Stored entries
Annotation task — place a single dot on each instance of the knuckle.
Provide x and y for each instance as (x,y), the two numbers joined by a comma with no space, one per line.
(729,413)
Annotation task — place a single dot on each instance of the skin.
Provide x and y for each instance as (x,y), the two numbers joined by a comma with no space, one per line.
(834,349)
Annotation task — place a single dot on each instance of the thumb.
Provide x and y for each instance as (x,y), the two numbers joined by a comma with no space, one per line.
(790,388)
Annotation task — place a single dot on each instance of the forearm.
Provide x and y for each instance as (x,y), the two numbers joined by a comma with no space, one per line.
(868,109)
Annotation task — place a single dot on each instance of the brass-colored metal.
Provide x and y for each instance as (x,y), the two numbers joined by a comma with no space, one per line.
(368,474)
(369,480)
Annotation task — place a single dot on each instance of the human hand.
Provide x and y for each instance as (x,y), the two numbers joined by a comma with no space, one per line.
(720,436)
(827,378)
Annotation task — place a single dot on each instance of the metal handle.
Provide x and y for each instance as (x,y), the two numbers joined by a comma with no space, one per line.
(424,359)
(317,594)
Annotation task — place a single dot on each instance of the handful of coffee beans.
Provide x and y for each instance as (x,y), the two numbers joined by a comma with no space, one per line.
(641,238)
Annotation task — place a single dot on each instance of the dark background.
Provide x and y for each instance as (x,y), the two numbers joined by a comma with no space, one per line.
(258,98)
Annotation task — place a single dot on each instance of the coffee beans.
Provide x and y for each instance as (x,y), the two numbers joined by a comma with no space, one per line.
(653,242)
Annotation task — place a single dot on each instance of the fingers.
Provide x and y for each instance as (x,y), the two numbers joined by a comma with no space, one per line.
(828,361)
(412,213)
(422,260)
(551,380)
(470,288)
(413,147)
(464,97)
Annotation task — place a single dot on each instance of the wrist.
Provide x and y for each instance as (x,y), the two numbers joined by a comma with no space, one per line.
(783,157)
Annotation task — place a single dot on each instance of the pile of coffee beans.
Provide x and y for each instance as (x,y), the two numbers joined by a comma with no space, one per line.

• [Your task]:
Which lines above carry the string "metal"? Copy those lines.

• [Output]:
Annotation task — place a single dot on each instance of the brass-colored metal.
Annotation task — place a single dot on each instance of the metal handle.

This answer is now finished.